Problem details
Search the entries below for the word "query" and copy every line where it appears.

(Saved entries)
=====

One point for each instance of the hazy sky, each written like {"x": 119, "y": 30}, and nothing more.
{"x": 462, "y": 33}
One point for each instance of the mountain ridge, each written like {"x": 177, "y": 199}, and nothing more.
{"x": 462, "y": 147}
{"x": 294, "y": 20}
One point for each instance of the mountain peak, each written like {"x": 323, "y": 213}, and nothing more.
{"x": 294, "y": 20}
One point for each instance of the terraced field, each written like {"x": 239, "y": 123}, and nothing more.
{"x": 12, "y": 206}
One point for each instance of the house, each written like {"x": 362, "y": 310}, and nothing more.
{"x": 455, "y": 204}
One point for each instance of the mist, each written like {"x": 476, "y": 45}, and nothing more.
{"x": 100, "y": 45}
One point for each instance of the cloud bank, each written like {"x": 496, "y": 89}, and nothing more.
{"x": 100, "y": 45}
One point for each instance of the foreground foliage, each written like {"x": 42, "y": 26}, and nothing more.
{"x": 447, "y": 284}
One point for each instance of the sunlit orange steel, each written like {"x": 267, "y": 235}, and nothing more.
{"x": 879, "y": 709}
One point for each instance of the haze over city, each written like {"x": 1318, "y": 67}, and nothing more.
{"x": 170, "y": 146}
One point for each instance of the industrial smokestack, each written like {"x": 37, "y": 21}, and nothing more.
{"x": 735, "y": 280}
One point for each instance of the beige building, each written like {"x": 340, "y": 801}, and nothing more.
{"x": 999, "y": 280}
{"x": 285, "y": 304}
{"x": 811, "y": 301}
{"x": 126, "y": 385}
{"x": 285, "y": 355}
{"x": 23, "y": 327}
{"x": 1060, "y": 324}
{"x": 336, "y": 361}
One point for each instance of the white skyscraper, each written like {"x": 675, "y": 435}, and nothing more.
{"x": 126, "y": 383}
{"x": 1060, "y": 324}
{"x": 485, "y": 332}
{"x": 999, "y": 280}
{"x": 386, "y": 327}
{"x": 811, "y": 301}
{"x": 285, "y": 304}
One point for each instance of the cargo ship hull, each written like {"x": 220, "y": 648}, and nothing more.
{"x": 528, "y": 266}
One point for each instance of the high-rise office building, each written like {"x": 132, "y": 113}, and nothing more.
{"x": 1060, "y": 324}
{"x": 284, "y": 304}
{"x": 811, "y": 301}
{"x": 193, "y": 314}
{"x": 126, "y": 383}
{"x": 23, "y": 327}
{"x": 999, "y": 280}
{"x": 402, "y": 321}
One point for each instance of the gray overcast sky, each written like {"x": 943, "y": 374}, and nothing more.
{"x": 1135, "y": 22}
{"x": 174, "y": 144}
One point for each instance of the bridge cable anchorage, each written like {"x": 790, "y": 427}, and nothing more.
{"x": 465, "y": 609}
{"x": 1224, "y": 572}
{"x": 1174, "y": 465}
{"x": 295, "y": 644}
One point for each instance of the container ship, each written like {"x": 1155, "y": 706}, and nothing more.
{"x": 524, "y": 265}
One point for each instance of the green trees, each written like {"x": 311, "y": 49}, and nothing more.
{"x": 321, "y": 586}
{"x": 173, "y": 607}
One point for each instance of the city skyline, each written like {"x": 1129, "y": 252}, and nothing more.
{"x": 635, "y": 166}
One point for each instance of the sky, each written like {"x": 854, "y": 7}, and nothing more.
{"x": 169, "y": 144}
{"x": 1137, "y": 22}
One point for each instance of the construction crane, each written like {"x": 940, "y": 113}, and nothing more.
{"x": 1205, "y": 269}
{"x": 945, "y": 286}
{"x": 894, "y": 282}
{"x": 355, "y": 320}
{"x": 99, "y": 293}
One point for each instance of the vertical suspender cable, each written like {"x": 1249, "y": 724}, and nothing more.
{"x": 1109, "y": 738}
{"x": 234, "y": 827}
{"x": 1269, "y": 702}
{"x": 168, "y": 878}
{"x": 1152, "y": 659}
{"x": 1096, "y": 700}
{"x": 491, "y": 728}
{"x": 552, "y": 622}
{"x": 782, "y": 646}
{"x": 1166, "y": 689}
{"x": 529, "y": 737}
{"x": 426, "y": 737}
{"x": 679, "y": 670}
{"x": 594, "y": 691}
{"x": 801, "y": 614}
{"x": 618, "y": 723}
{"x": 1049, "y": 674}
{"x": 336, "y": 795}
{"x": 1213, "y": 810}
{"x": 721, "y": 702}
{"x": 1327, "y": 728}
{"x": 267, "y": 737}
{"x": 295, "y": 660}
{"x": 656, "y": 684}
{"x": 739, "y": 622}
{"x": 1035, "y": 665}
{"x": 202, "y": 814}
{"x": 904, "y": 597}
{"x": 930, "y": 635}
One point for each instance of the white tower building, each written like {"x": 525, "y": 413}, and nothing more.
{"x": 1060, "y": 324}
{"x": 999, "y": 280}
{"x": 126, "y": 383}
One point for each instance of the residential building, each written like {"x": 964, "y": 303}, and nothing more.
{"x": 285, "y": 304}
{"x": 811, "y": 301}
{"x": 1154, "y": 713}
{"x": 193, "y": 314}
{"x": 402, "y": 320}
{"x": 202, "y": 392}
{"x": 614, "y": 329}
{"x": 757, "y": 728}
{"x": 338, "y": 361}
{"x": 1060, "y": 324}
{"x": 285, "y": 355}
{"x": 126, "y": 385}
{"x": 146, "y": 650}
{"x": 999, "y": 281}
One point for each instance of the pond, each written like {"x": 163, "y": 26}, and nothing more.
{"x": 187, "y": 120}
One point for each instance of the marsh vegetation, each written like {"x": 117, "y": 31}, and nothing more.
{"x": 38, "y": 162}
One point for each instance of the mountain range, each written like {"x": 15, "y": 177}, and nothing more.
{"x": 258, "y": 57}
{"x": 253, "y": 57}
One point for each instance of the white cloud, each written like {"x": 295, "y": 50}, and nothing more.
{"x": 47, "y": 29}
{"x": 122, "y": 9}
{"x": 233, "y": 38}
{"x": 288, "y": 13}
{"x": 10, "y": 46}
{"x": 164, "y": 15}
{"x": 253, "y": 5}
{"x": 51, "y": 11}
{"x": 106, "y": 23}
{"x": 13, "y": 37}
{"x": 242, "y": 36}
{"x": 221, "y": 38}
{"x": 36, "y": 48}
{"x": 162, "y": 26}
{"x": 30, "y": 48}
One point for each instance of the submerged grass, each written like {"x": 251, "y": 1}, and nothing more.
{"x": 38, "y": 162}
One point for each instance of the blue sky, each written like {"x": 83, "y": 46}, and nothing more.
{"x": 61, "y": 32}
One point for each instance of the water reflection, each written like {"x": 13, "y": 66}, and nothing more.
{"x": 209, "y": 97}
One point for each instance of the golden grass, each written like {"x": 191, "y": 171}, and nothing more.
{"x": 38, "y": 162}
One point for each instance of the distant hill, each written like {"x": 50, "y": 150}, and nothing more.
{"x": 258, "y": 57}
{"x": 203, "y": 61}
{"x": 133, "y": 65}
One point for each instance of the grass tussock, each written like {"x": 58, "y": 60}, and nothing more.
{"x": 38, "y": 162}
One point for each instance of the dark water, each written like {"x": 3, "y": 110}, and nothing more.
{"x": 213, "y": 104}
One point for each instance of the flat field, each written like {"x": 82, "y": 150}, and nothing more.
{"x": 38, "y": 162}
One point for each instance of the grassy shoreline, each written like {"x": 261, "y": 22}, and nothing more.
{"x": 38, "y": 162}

=====

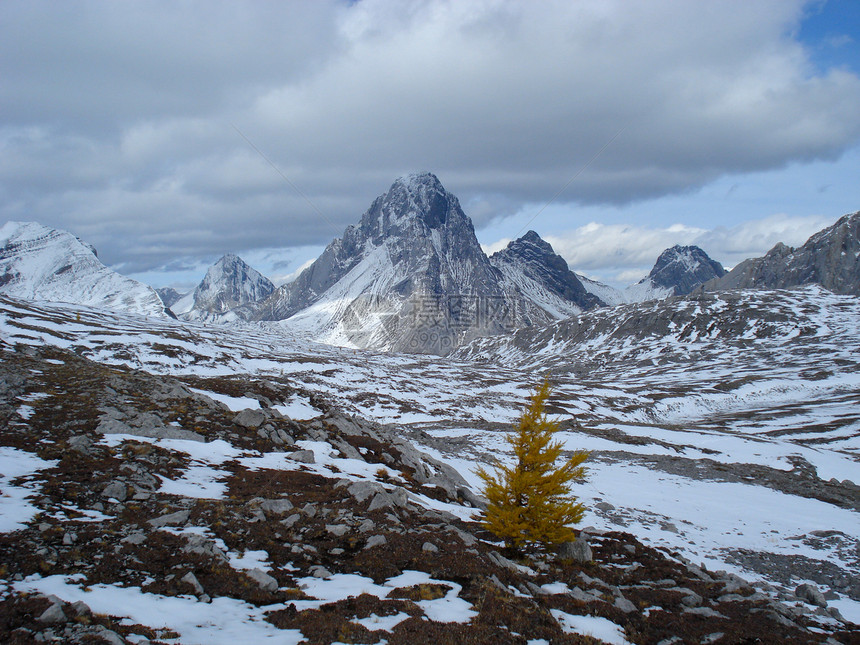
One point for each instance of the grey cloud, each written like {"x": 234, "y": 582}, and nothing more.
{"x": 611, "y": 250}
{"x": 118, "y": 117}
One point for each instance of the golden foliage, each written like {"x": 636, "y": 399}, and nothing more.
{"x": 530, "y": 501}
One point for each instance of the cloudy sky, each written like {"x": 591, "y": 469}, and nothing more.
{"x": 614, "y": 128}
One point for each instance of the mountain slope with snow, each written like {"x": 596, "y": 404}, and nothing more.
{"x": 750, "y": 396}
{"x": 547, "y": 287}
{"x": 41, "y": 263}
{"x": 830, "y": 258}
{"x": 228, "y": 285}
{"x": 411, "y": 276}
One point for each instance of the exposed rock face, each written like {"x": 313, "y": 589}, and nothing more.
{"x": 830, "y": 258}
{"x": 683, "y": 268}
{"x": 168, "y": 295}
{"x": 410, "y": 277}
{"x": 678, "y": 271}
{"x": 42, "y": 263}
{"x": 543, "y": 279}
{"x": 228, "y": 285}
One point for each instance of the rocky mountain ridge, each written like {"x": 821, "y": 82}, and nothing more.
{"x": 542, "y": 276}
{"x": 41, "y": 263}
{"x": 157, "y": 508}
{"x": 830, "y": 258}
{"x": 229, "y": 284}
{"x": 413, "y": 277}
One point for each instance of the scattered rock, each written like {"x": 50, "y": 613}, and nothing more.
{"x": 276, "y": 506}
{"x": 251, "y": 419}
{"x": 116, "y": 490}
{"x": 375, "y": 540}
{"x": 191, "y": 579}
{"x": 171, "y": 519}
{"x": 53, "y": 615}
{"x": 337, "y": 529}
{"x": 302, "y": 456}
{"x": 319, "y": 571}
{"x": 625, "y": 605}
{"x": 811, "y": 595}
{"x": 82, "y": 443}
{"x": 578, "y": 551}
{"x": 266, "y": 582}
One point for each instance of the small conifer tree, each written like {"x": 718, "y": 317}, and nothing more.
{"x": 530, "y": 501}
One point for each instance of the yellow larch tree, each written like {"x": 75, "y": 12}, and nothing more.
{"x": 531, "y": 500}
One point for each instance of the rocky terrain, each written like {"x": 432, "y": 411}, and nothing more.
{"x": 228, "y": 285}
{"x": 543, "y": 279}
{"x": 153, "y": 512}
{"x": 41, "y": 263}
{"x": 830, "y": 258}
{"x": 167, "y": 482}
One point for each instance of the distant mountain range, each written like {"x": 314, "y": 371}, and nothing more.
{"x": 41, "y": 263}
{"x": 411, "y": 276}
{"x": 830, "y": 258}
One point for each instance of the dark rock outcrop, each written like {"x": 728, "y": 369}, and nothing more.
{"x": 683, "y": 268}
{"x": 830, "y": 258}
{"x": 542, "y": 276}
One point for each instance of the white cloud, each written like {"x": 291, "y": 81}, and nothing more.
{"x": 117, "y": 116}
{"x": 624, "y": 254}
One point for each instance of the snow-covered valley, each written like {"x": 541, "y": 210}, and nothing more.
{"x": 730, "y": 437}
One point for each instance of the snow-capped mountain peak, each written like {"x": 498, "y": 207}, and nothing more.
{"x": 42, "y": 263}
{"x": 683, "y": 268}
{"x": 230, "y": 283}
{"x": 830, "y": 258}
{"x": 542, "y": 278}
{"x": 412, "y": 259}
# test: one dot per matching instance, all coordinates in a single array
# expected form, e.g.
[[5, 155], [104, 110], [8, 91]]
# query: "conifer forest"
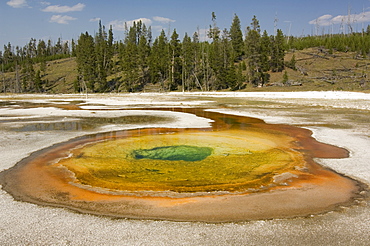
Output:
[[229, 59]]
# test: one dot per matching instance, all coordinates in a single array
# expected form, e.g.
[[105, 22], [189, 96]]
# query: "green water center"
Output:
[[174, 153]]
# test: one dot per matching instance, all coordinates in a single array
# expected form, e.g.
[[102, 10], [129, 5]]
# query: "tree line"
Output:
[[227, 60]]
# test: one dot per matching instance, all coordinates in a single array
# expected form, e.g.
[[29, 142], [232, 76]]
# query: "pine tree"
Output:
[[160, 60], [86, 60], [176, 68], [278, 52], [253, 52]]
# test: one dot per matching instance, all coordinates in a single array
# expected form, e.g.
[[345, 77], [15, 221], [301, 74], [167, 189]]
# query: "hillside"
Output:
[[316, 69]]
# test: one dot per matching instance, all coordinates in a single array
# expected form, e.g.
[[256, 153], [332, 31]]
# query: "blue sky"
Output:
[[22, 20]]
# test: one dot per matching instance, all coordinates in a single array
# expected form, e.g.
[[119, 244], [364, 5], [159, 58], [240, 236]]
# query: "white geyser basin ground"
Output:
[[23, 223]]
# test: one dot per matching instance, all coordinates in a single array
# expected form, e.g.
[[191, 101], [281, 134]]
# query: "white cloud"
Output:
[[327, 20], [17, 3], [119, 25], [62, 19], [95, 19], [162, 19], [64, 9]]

=====

The answer
# query: "conifer forest"
# query: "green water center"
# query: "tree line"
# query: "pine tree"
# query: "hillside"
# query: "blue sky"
# query: "white geyser basin ground"
# query: "white cloud"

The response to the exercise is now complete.